* _Data lines_:

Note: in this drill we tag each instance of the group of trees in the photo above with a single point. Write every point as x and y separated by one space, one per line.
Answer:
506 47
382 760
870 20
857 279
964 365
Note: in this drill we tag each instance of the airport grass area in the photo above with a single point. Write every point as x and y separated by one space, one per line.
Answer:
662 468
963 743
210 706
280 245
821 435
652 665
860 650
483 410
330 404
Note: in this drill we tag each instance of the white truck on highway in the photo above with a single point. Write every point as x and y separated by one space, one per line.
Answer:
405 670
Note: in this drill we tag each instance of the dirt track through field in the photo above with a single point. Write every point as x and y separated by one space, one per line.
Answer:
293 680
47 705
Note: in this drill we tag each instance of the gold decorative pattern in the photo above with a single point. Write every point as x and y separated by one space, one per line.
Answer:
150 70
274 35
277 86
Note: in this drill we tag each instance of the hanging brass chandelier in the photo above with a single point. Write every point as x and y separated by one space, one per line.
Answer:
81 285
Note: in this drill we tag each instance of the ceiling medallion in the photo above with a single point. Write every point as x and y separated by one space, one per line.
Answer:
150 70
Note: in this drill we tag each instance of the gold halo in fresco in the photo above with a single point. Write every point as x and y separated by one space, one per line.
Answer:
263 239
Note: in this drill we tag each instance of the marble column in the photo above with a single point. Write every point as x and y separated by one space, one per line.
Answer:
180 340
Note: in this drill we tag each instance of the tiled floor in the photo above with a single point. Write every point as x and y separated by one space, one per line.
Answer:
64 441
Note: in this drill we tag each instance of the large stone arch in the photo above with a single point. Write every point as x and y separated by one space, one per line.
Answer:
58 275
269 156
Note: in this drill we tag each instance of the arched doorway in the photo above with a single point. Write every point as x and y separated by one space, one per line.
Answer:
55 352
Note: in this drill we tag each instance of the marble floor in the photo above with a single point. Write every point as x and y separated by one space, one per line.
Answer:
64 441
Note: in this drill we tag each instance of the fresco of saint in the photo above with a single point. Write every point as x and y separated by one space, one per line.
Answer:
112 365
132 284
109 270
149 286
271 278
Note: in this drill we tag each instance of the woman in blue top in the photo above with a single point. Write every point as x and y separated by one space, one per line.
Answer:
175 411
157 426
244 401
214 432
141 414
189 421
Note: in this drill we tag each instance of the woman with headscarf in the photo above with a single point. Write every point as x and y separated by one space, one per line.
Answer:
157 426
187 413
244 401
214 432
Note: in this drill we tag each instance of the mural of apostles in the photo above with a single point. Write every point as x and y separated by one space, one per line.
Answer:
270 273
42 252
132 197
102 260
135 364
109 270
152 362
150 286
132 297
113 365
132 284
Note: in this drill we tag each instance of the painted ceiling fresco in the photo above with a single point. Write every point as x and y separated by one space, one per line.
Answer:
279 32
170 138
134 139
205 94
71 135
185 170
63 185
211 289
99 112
--
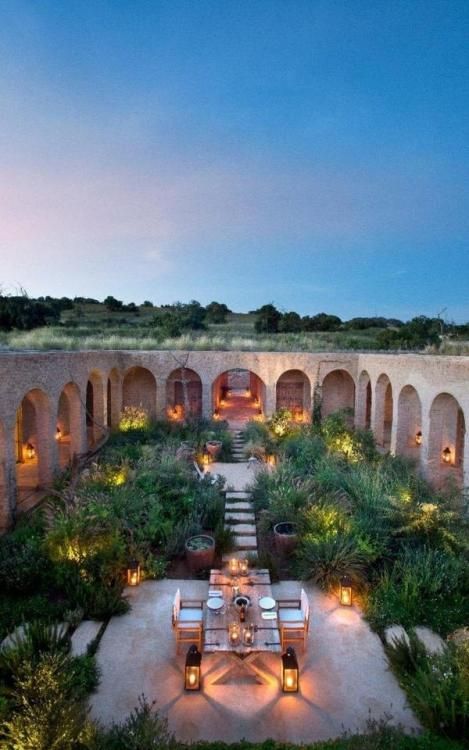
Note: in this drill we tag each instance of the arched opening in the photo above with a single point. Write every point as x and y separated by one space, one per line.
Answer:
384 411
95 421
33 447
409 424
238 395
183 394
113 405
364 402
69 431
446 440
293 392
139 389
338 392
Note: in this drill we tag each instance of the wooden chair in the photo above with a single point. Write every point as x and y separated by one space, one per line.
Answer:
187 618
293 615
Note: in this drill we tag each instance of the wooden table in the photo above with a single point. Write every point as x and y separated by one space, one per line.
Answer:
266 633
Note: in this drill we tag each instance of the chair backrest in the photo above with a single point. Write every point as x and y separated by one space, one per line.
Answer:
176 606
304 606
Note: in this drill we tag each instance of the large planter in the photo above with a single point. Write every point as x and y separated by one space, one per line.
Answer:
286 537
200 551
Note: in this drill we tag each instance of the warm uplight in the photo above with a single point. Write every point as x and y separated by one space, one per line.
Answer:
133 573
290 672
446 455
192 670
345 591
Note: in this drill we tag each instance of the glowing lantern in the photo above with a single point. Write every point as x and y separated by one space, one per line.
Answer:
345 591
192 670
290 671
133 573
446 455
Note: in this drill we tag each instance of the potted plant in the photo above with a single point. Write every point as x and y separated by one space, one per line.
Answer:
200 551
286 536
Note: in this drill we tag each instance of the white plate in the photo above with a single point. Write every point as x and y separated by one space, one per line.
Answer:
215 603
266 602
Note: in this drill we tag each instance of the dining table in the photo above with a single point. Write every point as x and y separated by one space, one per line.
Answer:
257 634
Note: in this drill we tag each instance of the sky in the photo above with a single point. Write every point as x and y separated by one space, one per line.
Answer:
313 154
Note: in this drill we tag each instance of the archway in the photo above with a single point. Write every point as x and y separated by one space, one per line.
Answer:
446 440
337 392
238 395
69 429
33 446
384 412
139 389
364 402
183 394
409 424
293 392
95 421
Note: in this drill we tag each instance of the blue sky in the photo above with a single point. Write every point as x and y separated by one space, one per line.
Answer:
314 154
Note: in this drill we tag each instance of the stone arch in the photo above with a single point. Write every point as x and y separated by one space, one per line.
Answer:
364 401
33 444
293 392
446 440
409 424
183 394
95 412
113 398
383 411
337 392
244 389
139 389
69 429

* _Exercise details_: Please count the lines in the records above that contain the string "woman", treating uppercase and lowercase as different, and give only that number.

* _Response to this task_: 2